Task details - The required output is the line containing "[locate] the gray roof" through the final line of the material below, printed exactly, with no other lines.

Provided records -
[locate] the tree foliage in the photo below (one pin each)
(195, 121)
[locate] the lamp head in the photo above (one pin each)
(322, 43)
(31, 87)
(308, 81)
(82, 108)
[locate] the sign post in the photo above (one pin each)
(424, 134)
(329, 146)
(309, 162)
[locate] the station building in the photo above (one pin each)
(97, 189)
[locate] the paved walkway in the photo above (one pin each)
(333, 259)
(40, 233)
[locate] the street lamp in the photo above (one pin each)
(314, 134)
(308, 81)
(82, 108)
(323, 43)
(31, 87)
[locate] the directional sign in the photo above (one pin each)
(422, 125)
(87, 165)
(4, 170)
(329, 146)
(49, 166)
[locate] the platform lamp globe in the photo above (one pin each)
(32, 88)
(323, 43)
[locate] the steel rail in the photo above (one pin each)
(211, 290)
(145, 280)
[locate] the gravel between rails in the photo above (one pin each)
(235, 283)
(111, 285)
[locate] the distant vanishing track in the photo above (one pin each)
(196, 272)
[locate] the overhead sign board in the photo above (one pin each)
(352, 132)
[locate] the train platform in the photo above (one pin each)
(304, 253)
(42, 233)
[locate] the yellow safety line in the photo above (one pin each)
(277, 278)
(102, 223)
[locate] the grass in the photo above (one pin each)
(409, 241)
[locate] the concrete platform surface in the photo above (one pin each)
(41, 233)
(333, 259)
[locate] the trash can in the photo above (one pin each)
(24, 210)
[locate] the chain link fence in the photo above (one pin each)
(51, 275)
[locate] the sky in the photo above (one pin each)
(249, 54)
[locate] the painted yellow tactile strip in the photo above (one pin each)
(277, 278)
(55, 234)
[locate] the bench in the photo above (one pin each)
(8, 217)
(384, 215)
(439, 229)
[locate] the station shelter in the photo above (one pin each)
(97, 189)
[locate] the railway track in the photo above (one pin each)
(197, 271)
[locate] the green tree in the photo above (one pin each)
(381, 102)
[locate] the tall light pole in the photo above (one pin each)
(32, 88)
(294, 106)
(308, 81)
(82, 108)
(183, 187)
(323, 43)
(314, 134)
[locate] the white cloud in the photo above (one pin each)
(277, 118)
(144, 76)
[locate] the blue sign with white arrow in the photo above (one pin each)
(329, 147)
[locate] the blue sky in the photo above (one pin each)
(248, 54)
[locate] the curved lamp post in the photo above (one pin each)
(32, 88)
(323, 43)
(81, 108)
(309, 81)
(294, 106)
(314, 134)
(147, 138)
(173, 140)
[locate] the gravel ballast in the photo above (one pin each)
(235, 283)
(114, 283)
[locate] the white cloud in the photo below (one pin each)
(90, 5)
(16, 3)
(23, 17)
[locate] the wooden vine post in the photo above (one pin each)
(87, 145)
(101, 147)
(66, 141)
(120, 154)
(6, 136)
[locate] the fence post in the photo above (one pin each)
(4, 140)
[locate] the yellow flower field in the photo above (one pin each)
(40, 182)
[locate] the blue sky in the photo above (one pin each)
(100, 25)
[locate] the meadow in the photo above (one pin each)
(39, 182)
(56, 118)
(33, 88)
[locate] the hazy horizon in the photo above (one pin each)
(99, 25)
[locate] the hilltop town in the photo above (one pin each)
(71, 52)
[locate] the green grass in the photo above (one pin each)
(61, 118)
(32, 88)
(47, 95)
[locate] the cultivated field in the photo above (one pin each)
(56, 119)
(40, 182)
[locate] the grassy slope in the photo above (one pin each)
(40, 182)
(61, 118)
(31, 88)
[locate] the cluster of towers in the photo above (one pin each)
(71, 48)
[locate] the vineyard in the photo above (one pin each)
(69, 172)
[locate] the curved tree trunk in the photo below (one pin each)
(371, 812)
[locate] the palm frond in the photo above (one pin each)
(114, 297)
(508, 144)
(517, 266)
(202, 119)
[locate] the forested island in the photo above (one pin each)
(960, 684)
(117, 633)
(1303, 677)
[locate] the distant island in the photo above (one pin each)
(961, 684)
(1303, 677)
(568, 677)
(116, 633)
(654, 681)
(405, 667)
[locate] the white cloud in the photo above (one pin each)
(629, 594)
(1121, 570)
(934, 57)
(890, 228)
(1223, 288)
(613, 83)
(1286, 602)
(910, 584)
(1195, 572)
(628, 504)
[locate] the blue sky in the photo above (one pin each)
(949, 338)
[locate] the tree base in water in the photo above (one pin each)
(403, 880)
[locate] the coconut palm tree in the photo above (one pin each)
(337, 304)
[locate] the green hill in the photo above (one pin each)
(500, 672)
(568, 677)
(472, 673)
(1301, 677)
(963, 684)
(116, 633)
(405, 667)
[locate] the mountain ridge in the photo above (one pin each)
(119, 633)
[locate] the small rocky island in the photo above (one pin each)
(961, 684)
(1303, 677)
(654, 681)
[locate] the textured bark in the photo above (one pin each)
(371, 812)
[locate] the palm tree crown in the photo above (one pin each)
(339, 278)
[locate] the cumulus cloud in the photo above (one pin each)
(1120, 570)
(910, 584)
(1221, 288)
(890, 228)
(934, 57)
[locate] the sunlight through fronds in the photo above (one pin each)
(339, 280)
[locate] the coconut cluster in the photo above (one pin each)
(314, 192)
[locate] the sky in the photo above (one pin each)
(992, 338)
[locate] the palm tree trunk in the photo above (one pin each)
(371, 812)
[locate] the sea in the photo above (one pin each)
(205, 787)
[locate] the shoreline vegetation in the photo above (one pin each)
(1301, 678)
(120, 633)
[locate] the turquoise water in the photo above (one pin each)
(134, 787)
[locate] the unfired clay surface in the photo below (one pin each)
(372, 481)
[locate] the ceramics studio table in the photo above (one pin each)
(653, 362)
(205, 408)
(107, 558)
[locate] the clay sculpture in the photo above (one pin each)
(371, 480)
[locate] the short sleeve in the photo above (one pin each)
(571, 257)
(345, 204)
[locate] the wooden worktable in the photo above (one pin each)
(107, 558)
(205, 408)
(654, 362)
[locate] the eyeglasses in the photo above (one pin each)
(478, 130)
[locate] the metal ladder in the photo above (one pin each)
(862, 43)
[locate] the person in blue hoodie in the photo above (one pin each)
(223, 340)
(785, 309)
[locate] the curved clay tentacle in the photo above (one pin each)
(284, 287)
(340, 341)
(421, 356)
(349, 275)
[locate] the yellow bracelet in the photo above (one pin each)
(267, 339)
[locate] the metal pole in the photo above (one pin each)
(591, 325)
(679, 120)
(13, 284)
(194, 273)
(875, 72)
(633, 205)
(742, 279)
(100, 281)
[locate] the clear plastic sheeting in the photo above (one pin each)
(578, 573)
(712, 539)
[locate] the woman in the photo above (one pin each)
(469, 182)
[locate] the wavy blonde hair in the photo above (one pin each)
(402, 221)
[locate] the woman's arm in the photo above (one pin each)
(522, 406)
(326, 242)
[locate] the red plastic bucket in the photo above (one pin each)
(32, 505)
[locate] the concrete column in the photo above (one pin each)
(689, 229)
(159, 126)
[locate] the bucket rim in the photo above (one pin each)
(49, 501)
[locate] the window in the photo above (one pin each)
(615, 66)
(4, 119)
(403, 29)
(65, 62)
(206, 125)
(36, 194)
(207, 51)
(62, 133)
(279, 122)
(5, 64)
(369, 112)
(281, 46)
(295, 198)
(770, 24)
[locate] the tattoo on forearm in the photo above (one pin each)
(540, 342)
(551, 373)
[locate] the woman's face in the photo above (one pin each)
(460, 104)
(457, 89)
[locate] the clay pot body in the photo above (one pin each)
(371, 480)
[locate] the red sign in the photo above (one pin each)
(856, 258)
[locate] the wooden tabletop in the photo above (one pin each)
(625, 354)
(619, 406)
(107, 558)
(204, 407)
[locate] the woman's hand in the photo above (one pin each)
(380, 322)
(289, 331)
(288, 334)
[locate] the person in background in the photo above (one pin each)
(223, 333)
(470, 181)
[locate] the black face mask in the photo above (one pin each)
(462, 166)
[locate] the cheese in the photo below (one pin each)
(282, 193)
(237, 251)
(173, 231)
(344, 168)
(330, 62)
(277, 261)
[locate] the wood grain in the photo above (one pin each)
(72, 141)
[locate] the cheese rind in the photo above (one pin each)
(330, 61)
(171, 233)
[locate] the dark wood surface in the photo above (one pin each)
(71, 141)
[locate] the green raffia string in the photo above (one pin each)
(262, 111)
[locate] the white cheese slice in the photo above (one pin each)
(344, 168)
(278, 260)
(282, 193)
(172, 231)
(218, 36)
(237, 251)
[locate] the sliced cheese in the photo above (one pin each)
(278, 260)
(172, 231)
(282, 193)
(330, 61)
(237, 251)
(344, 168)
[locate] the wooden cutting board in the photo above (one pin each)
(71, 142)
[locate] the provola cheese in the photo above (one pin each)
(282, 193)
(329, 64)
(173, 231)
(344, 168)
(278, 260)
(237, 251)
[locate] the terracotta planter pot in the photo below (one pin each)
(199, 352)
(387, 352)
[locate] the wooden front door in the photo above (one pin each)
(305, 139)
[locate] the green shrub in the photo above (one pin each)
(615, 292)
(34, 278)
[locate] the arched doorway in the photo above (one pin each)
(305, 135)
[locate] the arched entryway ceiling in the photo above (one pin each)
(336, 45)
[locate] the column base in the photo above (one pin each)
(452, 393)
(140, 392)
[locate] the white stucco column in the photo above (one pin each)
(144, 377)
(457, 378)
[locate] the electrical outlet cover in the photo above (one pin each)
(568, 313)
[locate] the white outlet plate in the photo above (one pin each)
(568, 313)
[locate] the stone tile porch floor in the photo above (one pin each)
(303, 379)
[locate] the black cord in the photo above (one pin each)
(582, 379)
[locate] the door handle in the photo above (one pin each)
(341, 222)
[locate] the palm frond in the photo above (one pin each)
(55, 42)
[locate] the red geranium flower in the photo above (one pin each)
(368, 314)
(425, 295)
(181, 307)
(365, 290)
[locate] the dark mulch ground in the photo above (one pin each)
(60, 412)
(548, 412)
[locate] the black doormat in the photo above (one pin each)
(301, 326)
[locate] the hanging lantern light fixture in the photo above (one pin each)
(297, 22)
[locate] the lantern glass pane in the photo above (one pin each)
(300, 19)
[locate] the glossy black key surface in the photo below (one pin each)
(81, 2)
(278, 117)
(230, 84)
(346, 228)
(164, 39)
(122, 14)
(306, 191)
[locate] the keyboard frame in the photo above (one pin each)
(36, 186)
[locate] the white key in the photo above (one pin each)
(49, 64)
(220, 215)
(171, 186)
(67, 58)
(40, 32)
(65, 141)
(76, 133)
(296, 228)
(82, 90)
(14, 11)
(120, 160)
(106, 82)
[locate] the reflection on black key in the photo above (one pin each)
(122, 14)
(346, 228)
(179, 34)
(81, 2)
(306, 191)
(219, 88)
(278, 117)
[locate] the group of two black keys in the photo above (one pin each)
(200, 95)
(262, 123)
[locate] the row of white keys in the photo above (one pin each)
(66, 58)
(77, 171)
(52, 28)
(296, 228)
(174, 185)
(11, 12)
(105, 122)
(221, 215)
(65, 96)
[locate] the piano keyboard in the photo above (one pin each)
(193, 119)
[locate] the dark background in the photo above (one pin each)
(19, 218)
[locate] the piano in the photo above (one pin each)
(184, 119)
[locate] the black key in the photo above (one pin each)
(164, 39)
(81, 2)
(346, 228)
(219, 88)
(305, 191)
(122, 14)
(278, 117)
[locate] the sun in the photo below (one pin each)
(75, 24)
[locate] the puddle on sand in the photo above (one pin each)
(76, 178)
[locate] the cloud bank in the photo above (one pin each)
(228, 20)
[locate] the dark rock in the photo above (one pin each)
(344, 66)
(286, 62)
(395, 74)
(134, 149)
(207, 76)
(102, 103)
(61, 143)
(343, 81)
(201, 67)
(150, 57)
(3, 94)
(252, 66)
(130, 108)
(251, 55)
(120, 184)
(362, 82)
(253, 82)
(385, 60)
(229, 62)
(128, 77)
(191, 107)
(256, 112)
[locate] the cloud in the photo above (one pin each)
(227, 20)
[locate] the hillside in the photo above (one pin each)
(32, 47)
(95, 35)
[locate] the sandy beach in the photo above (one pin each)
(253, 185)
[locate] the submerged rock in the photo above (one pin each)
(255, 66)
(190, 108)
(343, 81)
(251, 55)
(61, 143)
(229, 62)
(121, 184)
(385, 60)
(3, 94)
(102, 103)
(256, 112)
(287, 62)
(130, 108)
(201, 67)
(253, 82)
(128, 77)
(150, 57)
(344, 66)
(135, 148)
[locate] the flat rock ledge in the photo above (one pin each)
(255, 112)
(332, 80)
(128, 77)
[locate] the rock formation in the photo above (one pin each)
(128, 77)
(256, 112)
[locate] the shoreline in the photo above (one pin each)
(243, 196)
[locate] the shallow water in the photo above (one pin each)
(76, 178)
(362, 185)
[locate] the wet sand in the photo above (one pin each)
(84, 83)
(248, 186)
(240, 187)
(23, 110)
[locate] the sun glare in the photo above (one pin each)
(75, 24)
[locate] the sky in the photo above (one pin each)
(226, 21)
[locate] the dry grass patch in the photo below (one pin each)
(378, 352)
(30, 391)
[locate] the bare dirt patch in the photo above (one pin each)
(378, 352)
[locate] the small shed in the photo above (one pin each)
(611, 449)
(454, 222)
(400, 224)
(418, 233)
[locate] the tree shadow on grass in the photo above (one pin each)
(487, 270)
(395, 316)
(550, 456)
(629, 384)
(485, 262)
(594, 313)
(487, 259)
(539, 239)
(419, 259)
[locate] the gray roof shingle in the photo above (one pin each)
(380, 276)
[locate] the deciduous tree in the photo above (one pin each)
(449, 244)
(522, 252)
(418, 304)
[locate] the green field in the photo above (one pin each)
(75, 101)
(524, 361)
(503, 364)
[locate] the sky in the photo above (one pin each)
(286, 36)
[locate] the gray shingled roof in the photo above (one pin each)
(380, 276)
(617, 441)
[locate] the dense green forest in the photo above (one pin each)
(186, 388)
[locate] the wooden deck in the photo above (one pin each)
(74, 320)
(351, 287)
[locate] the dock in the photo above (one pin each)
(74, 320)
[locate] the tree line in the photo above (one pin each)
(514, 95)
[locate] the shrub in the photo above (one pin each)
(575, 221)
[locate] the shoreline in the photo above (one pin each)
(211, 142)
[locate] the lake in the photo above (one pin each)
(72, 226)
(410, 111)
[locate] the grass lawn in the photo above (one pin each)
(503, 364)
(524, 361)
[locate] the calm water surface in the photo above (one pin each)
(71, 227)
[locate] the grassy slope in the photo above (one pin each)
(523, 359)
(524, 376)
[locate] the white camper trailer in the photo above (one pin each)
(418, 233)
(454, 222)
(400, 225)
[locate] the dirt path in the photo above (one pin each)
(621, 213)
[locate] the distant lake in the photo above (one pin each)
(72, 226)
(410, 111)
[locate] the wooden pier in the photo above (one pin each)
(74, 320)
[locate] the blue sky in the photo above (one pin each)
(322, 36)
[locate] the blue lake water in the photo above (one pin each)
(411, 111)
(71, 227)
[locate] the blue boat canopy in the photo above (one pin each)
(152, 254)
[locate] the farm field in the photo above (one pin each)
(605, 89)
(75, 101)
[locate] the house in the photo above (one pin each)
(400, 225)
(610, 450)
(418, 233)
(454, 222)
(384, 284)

Answer to this task -
[locate] the gray roof shingle in the photo above (one pin each)
(380, 276)
[locate] the deciduous tree in the photo above (one pin each)
(449, 244)
(522, 252)
(418, 304)
[locate] the green field in the photo above (one pin each)
(75, 101)
(524, 361)
(503, 364)
[locate] the sky in the photo above (one pin each)
(286, 36)
[locate] the gray shingled roof in the photo above (one pin each)
(380, 276)
(617, 441)
[locate] the dense green forest in the photo above (one pin each)
(186, 388)
[locate] the wooden deck in the photo above (one pin each)
(74, 320)
(351, 287)
[locate] the dock in the photo above (one pin each)
(74, 320)
[locate] the tree line in the photo above (one pin each)
(514, 95)
[locate] the shrub in the photo above (one pin each)
(575, 221)
[locate] the shoreline in the photo above (one pin each)
(211, 142)
[locate] the lake in the photo above (one pin each)
(72, 226)
(410, 111)
[locate] the grass lawn in the photo above (one pin each)
(503, 364)
(524, 361)
[locate] the calm water surface in the photo above (one pin each)
(71, 227)
[locate] the grassy slope in the photo above (one pin each)
(523, 359)
(524, 376)
[locate] the white camper trailer in the photo above (one pin each)
(418, 233)
(454, 222)
(400, 225)
[locate] the dirt path in the photo above (one pin each)
(621, 213)
[locate] the distant lake in the photo above (one pin each)
(72, 226)
(410, 111)
[locate] the wooden pier in the photo above (one pin each)
(74, 320)
[locate] the blue sky in the photo above (one pin each)
(322, 36)
[locate] the blue lake water in the photo above (one pin each)
(411, 111)
(71, 227)
[locate] the blue boat canopy in the photo above (one pin each)
(152, 254)
[locate] the farm field in the photo above (one pin each)
(605, 89)
(75, 101)
[locate] the house in the photo above (one pin each)
(400, 225)
(610, 450)
(418, 233)
(454, 222)
(384, 284)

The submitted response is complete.